### 抜粋本文
--*--

例えば、本願発明は以下の項目を提供する。
(項目1)
1以上のゲートフィールドプレートの製造方法であって、該方法は、
デバイスの表面に1つ以上のフィールドプレートを形成するために、誘電性材料を堆積または成長させること、誘電性材料をエッチングすること、および、メタル蒸着することからなる連続的ステップを実行することを包含し、
該表面に堆積される該誘電性材料は、活性領域から除去される必要がなく、それによって、低ダメージの乾式または湿式エッチングプロセスを用いずに、フィールドプレートされたデバイスの実現を可能とする、方法。
(項目2)
前記ステップが、フィールドプレートオペレーションの厳しい制御を可能とする、項目1に記載の方法。
(項目3)

--*--

### 作業指示
- 1) フィールドプレートに関する抜粋の「1以上のゲートフィールドプレートの製造方法であって、該方法は、」から「スの実現を可能とする、方法。」までを、一字一句変えずに書き写してください。
- 2) フィールドプレートに関する抜粋の項目2によれば、前記ステップは何を可能とするとされていますか。
- 3) 次の(a)～(c)の記述がフィールドプレートに関する抜粋の内容と合致するか、それぞれ「はい」か「いいえ」で答え、判断の根拠となる箇所を原文どおりに引用してください。
(a) 表面に堆積される誘電性材料は、活性領域から除去される必要がある。
(b) 連続的ステップには、メタル蒸着が含まれる。
(c) この方法では、低ダメージの乾式エッチングプロセスを用いることが前提とされている。

--*--

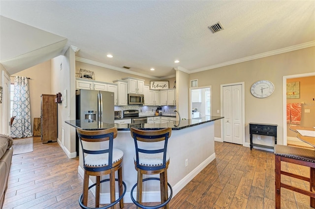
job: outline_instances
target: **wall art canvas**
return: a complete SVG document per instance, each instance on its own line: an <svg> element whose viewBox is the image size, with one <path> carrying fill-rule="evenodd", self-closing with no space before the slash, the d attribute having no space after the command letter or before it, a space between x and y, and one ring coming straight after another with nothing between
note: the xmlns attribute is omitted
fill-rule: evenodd
<svg viewBox="0 0 315 209"><path fill-rule="evenodd" d="M300 82L286 83L286 98L300 98Z"/></svg>

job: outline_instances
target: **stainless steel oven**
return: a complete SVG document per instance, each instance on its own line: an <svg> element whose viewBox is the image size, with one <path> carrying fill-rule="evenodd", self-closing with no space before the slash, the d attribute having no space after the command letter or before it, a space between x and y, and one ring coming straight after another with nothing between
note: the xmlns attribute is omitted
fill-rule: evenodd
<svg viewBox="0 0 315 209"><path fill-rule="evenodd" d="M144 104L144 95L143 94L128 94L128 104Z"/></svg>
<svg viewBox="0 0 315 209"><path fill-rule="evenodd" d="M131 123L146 123L147 117L131 119Z"/></svg>

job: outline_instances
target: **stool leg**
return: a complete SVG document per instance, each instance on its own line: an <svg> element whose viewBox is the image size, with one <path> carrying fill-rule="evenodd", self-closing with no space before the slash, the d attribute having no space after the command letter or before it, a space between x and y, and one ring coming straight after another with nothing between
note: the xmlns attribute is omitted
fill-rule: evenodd
<svg viewBox="0 0 315 209"><path fill-rule="evenodd" d="M142 174L140 170L138 171L138 180L137 185L137 202L142 204ZM139 208L137 207L137 209Z"/></svg>
<svg viewBox="0 0 315 209"><path fill-rule="evenodd" d="M164 203L168 198L168 191L167 189L167 173L166 170L164 172L159 174L160 187L161 190L161 203ZM168 204L163 208L168 209Z"/></svg>
<svg viewBox="0 0 315 209"><path fill-rule="evenodd" d="M275 155L276 177L276 209L281 208L281 157Z"/></svg>
<svg viewBox="0 0 315 209"><path fill-rule="evenodd" d="M88 195L89 193L89 175L87 174L87 171L84 170L84 178L83 180L83 197L82 197L82 203L83 205L88 206Z"/></svg>
<svg viewBox="0 0 315 209"><path fill-rule="evenodd" d="M100 187L100 177L99 176L96 176L96 182L95 187L95 207L99 207L99 189Z"/></svg>
<svg viewBox="0 0 315 209"><path fill-rule="evenodd" d="M310 175L310 188L311 191L313 191L312 188L315 188L315 168L311 168L311 174ZM315 198L311 198L311 207L315 208Z"/></svg>
<svg viewBox="0 0 315 209"><path fill-rule="evenodd" d="M119 196L123 195L123 169L122 167L118 169L118 186L119 186ZM124 208L124 198L119 202L120 208Z"/></svg>
<svg viewBox="0 0 315 209"><path fill-rule="evenodd" d="M109 182L110 182L110 202L113 203L116 200L115 191L115 169L111 169L110 174L109 174ZM111 207L112 209L115 209L116 206L115 205Z"/></svg>

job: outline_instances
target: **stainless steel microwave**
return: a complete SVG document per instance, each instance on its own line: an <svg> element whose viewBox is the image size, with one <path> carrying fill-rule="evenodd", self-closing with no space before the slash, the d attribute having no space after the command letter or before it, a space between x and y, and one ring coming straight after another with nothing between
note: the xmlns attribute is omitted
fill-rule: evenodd
<svg viewBox="0 0 315 209"><path fill-rule="evenodd" d="M144 95L128 94L128 104L143 105L143 104L144 104Z"/></svg>

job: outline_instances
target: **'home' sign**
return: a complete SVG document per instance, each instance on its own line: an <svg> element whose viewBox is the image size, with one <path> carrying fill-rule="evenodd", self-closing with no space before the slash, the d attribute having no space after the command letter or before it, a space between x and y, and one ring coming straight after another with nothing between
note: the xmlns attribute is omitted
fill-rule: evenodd
<svg viewBox="0 0 315 209"><path fill-rule="evenodd" d="M168 81L150 81L150 88L152 90L168 89Z"/></svg>

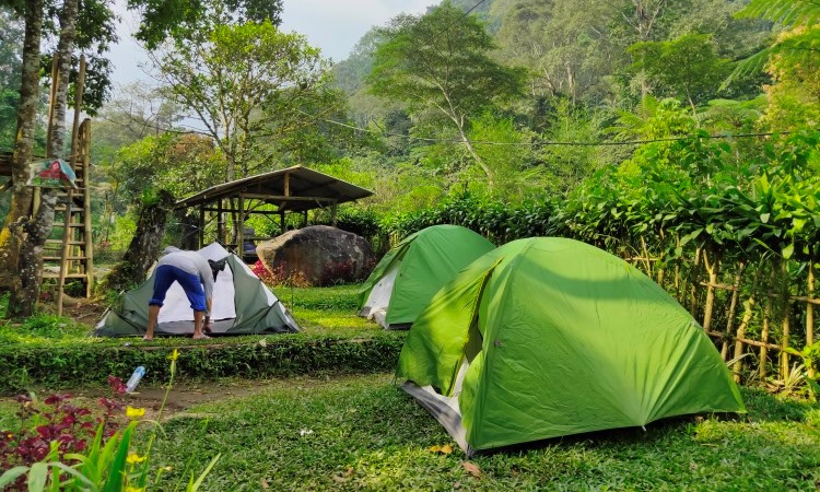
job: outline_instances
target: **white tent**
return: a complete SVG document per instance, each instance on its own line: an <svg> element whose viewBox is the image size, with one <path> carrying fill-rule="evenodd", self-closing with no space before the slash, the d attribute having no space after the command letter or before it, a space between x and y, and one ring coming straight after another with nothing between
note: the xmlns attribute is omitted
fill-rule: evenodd
<svg viewBox="0 0 820 492"><path fill-rule="evenodd" d="M225 269L216 276L211 308L211 330L214 333L247 335L263 332L295 332L298 325L277 296L259 280L245 262L213 243L198 251L210 260L226 258ZM148 324L148 303L153 293L153 272L137 289L125 293L119 302L99 320L98 336L144 335ZM157 335L187 335L194 331L194 312L185 291L174 283L160 309Z"/></svg>

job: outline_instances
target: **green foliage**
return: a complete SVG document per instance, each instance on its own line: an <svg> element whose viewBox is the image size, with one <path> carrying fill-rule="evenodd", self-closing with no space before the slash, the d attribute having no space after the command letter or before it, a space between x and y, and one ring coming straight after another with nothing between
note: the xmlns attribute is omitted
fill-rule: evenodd
<svg viewBox="0 0 820 492"><path fill-rule="evenodd" d="M174 386L177 358L178 352L176 350L168 358L171 359L171 376L156 415L157 421L162 417L168 394ZM125 386L120 380L112 376L108 376L108 380L115 383L112 385L115 391L125 391ZM24 465L10 468L0 476L0 487L20 481L20 477L23 475L27 475L26 481L30 491L43 491L46 487L49 487L49 490L55 491L114 492L147 490L152 485L159 485L159 483L149 482L151 447L156 438L159 422L154 422L155 426L148 440L144 456L132 452L131 438L139 423L137 418L145 413L144 409L128 407L126 413L131 419L130 422L125 429L113 431L112 427L116 425L116 422L112 422L114 410L121 409L122 406L115 400L103 398L101 403L105 407L106 412L103 418L98 419L99 425L94 434L91 425L92 418L89 417L92 413L91 410L75 407L69 401L69 397L54 395L47 398L45 402L52 405L52 410L38 410L33 407L31 399L23 397L22 400L22 412L32 414L31 420L33 422L23 422L20 437L14 438L13 434L9 434L13 441L12 443L3 443L1 450L3 450L4 457L7 457L7 454L11 454L12 459L19 458L21 461L17 462ZM36 427L37 434L35 437L27 437L27 434L32 432L27 426ZM82 438L83 432L92 434ZM87 440L91 441L89 446L86 446ZM5 436L4 441L7 441ZM46 454L45 448L48 441L50 441L50 450ZM16 444L16 446L12 447L9 444ZM38 452L38 447L42 450ZM32 453L32 449L34 453ZM40 458L32 464L31 459L26 459L32 456L39 456ZM220 455L216 455L196 481L194 481L191 475L186 491L198 490L219 458ZM48 473L49 470L50 473ZM156 482L159 482L160 476L156 476Z"/></svg>
<svg viewBox="0 0 820 492"><path fill-rule="evenodd" d="M687 34L668 42L643 42L629 48L634 63L666 96L688 101L694 109L714 98L721 82L731 70L729 60L719 58L712 37Z"/></svg>
<svg viewBox="0 0 820 492"><path fill-rule="evenodd" d="M523 72L489 57L494 48L475 17L445 2L421 17L402 17L374 52L368 78L378 95L453 118L478 115L522 90Z"/></svg>
<svg viewBox="0 0 820 492"><path fill-rule="evenodd" d="M320 133L312 126L339 107L319 50L269 21L190 33L164 52L157 69L223 154L221 179L270 171L271 157L283 153L298 161L316 154Z"/></svg>
<svg viewBox="0 0 820 492"><path fill-rule="evenodd" d="M176 43L189 39L199 31L214 25L281 22L281 0L128 0L129 10L141 11L134 37L151 49L157 49L168 37Z"/></svg>
<svg viewBox="0 0 820 492"><path fill-rule="evenodd" d="M782 58L785 65L813 65L820 48L820 5L811 0L752 0L738 12L739 17L760 17L775 22L790 33L778 36L775 42L738 65L726 83L751 71L762 69L773 58Z"/></svg>

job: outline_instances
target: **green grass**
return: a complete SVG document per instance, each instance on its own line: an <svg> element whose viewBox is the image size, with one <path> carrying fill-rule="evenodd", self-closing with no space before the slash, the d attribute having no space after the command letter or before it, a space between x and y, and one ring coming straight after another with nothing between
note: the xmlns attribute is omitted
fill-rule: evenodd
<svg viewBox="0 0 820 492"><path fill-rule="evenodd" d="M222 454L204 490L815 490L820 408L743 390L736 420L679 420L477 456L389 375L277 382L164 425L155 466L174 480ZM450 444L449 455L431 446Z"/></svg>
<svg viewBox="0 0 820 492"><path fill-rule="evenodd" d="M300 326L307 333L372 336L382 329L375 323L358 316L359 284L324 289L276 289Z"/></svg>
<svg viewBox="0 0 820 492"><path fill-rule="evenodd" d="M373 337L382 332L382 327L358 316L359 284L347 284L321 289L274 289L277 296L288 306L302 331L309 338L314 337ZM3 302L4 301L4 302ZM8 298L0 300L0 312L4 311ZM89 319L89 325L77 323L70 318L54 315L36 315L23 324L2 323L0 316L0 345L2 344L78 344L87 343L104 347L119 347L127 342L139 342L145 345L157 344L167 347L189 345L188 337L156 338L151 343L144 343L136 337L129 338L95 338L90 337L93 325L97 319ZM255 343L258 336L220 337L214 339L219 343Z"/></svg>
<svg viewBox="0 0 820 492"><path fill-rule="evenodd" d="M355 317L356 290L356 285L277 290L303 325L303 333L267 337L270 345L265 350L259 337L216 340L233 350L185 349L180 374L218 377L241 365L247 365L248 374L300 374L288 366L258 372L263 361L272 358L276 362L280 350L286 350L281 352L288 354L282 359L285 365L313 364L319 374L325 371L321 367L338 367L348 360L372 361L374 353L356 351L360 343L355 340L385 340L388 347L400 342L403 333L384 331ZM187 338L169 338L145 345L162 350L134 351L133 345L142 342L86 338L86 330L62 318L35 317L22 326L0 327L0 349L4 347L9 358L36 350L43 364L54 367L46 374L74 372L78 380L92 367L60 366L60 358L68 361L74 352L102 348L106 358L90 363L119 367L127 376L133 358L153 354L156 360L149 362L160 379L148 377L143 385L150 385L164 380L159 373L167 365L165 354L171 348L196 345ZM327 339L355 340L332 347ZM285 345L276 347L279 341ZM99 371L108 371L108 365ZM386 366L349 364L360 373ZM20 363L10 367L34 371ZM820 485L820 406L757 389L742 388L749 409L742 418L684 419L656 423L646 431L573 436L478 456L470 460L481 470L476 478L465 469L466 458L452 438L393 385L389 374L329 371L323 377L296 375L262 383L266 389L258 395L197 406L164 423L152 466L171 466L172 471L152 490L187 482L190 472L201 471L216 454L222 458L203 490L743 491L816 490ZM61 389L58 384L49 387ZM14 405L0 402L0 427L13 427L15 410ZM148 424L140 427L142 444L150 429ZM454 452L445 455L430 449L444 444Z"/></svg>

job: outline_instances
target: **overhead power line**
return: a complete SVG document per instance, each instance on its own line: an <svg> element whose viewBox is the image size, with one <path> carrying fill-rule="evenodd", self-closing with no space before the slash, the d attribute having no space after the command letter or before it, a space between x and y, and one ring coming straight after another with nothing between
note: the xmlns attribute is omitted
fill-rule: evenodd
<svg viewBox="0 0 820 492"><path fill-rule="evenodd" d="M308 114L305 113L305 115L308 115ZM431 142L431 143L464 143L462 140L458 140L458 139L434 139L434 138L426 138L426 137L413 137L413 136L403 134L403 133L393 133L389 131L377 131L377 130L372 130L370 128L356 127L354 125L349 125L342 121L335 121L332 119L323 119L323 121L331 124L331 125L338 125L340 127L349 128L351 130L363 131L367 133L375 133L382 137L401 137L401 138L406 138L410 140L417 140L421 142ZM759 132L759 133L718 133L718 134L707 134L707 136L664 137L659 139L646 139L646 140L626 140L626 141L604 140L604 141L598 141L598 142L571 142L571 141L554 141L554 140L539 140L537 142L493 142L489 140L470 140L470 143L473 145L507 145L507 147L549 147L549 145L564 145L564 147L610 147L611 145L611 147L614 147L614 145L640 145L643 143L655 143L655 142L675 142L679 140L689 140L692 138L745 139L745 138L760 138L760 137L771 137L775 134L788 134L788 133L789 133L788 131L777 131L777 132L769 131L769 132Z"/></svg>

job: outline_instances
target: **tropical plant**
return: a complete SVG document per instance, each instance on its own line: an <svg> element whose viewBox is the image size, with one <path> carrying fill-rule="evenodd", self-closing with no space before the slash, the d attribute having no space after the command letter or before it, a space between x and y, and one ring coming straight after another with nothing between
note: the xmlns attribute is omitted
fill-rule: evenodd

--*--

### 解答例
- 1)
1以上のゲートフィールドプレートの製造方法であって、該方法は、
デバイスの表面に1つ以上のフィールドプレートを形成するために、誘電性材料を堆積または成長させること、誘電性材料をエッチングすること、および、メタル蒸着することからなる連続的ステップを実行することを包含し、
該表面に堆積される該誘電性材料は、活性領域から除去される必要がなく、それによって、低ダメージの乾式または湿式エッチングプロセスを用いずに、フィールドプレートされたデバイスの実現を可能とする、方法。

- 2) フィールドプレートオペレーションの厳しい制御を可能とします。

- 3)
(a) いいえ。「該表面に堆積される該誘電性材料は、活性領域から除去される必要がなく」
(b) はい。「および、メタル蒸着することからなる連続的ステップ」
(c) いいえ。「低ダメージの乾式または湿式エッチングプロセスを用いずに」